- **Extrahierter Text**
- - -
Von den Verstößen gegen die Auflagen der so genannten „wasserrechtlichen Erlaubnis“ wissen Stadt und KVB nach eigenen Angaben seit vergangenen Donnerstag. Bredehorst hatte sich, nachdem sie im „Kölner Stadt-Anzeiger“ von möglichen Problemen mit der Grundwasserhaltung gelesen hatte, von der zuständigen Arbeitsgemeinschaft (Arge) unter Federführung der Bilfinger Berger AG die „Brunnen-Tagebücher“ kommen lassen. Daraus geht laut Bredehorst hervor, dass die Firmen am Waidmarkt statt der genehmigten vier zuletzt 15 Brunnen in Betrieb hatten - und dass statt der erlaubten 450 Kubikmeter pro Stunde bis zu 750 Kubikmeter (am 21. Februar) abgepumpt wurden.

Ging man bisher tendentiell vom Grundbruch aus, kommen in jüngster Zeit auch Zweifel am Zustand der Schlitzwand auf: ksta vom 27.10.2009.

Nachdem ein Jahr nahc dem Unglück immer mehr Details über nicht nur einfachfem fahrlässigen Pfusch am Bau, sondern groß angelegtem Betrug bei Bewehrung und Beton ans Tageslicht kommen, wir die Freilegung der Wand immer interessanter. AN Grundbruch glaube ich kaum noch ...

Vergleich Bauverfahren Köln und Karlsruhe

In beiden Städten wird der eigentliche Tunnel im Schildvortrieb größtenteils gebohrt.
In Karlsruhe davon ausgenommen ist der kürzere Südabzweig, der wird zwischen Marktplatz und Ettlinger Tor bergmännisch und weiter südlich offen gebaut.
In Köln sind die zwei eingleisige Röhren bereits fertig gebohrt, in Karlsruhe ist eine zweigleisige Röhre geplant.

In beiden Städten besteht der Baugrund aus lockerem Material, Sand und Kies hauptsächlich, im Grundwasser, kein festes Gestein.

In Karlsruhe soll nur unter Straßen gebaut werden, die Höhe der Schienenoberkante liegt in den Haltestellen in der Regel rund 13 Meter unter der Erdoberfläche, am Ettlinger Tor wegen der Kriegsstraße 14 Meter.
- - -
[Gespeicherte Dateneinträge]
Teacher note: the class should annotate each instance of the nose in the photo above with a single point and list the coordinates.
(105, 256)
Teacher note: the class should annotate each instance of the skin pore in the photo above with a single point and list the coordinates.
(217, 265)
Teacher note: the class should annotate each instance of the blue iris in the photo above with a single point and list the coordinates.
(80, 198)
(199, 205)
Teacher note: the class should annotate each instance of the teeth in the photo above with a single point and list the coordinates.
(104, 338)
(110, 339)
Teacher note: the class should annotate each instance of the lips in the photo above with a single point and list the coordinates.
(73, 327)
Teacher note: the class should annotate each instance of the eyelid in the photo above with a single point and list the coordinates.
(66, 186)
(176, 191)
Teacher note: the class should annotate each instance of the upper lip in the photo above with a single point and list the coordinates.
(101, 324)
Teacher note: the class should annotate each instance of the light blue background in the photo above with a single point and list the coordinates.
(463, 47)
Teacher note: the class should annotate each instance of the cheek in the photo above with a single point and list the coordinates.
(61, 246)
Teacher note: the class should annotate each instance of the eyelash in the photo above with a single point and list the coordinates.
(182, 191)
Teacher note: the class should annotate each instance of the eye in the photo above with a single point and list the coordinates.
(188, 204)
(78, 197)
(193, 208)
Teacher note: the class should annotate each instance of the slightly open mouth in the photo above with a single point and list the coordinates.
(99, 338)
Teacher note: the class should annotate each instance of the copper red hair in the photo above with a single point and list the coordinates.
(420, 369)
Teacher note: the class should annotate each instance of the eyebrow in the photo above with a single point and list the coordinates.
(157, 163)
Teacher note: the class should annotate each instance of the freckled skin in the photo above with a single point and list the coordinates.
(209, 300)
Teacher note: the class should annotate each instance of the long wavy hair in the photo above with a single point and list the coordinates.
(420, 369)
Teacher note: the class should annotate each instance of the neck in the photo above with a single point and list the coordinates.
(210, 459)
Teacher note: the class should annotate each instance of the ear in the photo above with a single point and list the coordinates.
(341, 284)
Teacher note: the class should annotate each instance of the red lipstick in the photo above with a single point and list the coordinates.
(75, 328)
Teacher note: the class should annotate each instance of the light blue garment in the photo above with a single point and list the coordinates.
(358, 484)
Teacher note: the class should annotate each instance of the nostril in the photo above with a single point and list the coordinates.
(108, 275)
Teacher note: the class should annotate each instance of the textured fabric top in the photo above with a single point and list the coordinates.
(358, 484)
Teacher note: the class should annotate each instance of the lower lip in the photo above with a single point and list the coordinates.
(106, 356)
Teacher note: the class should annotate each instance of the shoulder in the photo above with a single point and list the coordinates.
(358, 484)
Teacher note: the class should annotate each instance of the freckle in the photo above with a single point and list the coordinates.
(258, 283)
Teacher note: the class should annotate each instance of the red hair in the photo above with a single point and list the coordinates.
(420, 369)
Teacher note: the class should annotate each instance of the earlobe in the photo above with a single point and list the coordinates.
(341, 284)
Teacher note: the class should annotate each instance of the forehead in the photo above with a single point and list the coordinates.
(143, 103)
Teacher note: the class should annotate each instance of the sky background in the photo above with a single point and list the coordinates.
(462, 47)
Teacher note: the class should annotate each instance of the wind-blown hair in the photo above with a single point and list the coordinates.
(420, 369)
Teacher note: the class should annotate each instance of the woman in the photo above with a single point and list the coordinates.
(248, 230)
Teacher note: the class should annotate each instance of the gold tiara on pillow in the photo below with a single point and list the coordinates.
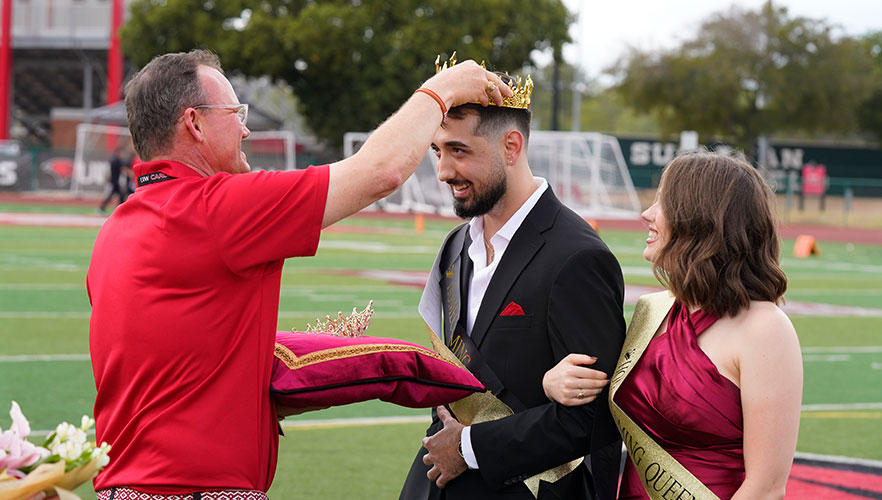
- - -
- **Aufgabenstellung**
1. Übersetzen Sie den Satz „In beiden Städten wird der eigentliche Tunnel im Schildvortrieb größtenteils gebohrt.“ aus dem Text über den Stadtbahnbau in Köln und Karlsruhe ins Englische.
2. Schreiben Sie den Abschnitt aus dem Text über den Stadtbahnbau in Köln und Karlsruhe neu, beginnend mit „In Karlsruhe davon“ und weiter bis einschließlich „südlich offen gebaut.“, und ersetzen Sie dabei „Südabzweig“ durch „Seitenast“.
3. Setzen Sie den Text über den Stadtbahnbau in Köln und Karlsruhe im Anschluss an seinen letzten Satz fort.

- **Lösungen**
1. In both cities, most of the actual tunnel is being bored by shield tunneling.

2.
In Karlsruhe davon ausgenommen ist der kürzere Seitenast, der wird zwischen Marktplatz und Ettlinger Tor bergmännisch und weiter südlich offen gebaut.

3.
In Köln werden teilweise auch Häuser unterfahren. Die Gleise liegen tiefer: ca. 20 bis 28,5 Meter.
Am Unglücksort wird noch kein Gebäude unterfahren, alle Bauwerke liegen noch im Straßenbereich. Erst weiter nördlich schwenkt die Trasse unter Gebäude, deswegen liegt sie hier schon relativ tief.

In beiden Städten werden Haltestellen und andere Bauwerke hauptsächlich in der (Halb-)Deckelbauweise hergestellt.
In Karlsruhe werden die Wände als überschnittene Bohrpfahlwand gebaut, s.a. Webseite der Kombilösung, in Köln dagegen als Schlitzwand, s.a. Webseite der Nord-Süd-Stadtbahn.
Die Kölner Wände reichen bis zu 45 Meter tief, bis sie auf eine weitgehend undurchlässige Schicht treffen, am Unglücksort offenbar 37 Meter tief. Die Sohle wird erst nach dem Ausbaggern eingebracht. Bis dahin wird von unten einfließendes Grundwasser abgepumpt.
In Karlsruhe reichen die Wände rund 6 Meter tiefer als die Schienen. Es wird vor dem Ausbaggern eine Injektionssohle eingebracht, da man keine halbwegs dichte Schicht erreichen kann.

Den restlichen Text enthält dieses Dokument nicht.